→ PROMPT
Repeat the listing below exactly. Pictures do not belong in the copy.

→ THE RECORDS

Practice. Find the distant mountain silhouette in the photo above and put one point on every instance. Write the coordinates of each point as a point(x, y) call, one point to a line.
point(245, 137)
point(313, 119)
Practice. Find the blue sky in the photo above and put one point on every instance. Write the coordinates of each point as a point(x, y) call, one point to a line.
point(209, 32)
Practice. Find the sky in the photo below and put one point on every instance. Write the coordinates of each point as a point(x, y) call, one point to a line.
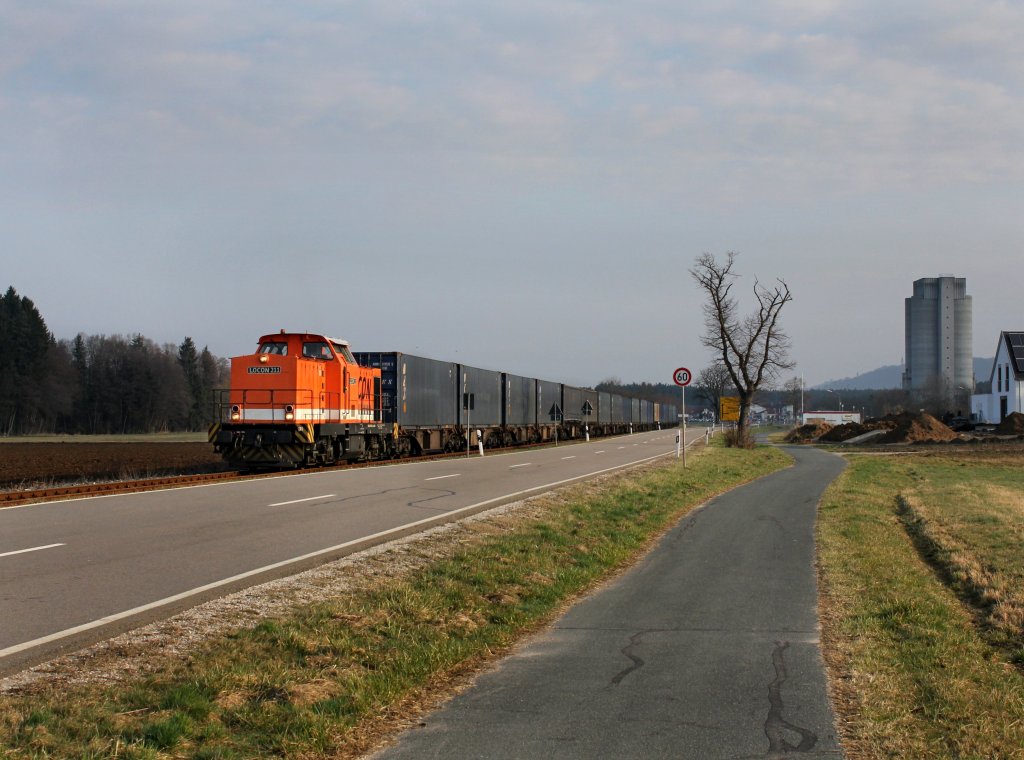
point(512, 184)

→ SOLUTION FOR THIS TASK
Practice. Find the distant mountain silhouette in the photo above and put one point on every instance. Write the coordinates of each point as a point(x, y) call, one point to a line.
point(245, 137)
point(313, 119)
Practice. Find the blue sky in the photo above and put one point on every instance. Write the coordinates of each point as a point(x, y) call, one point to a line.
point(209, 32)
Practice. Find the sky in the photo below and put one point on every instance. Write the coordinates of each point as a point(x, y) call, one point to a line.
point(512, 184)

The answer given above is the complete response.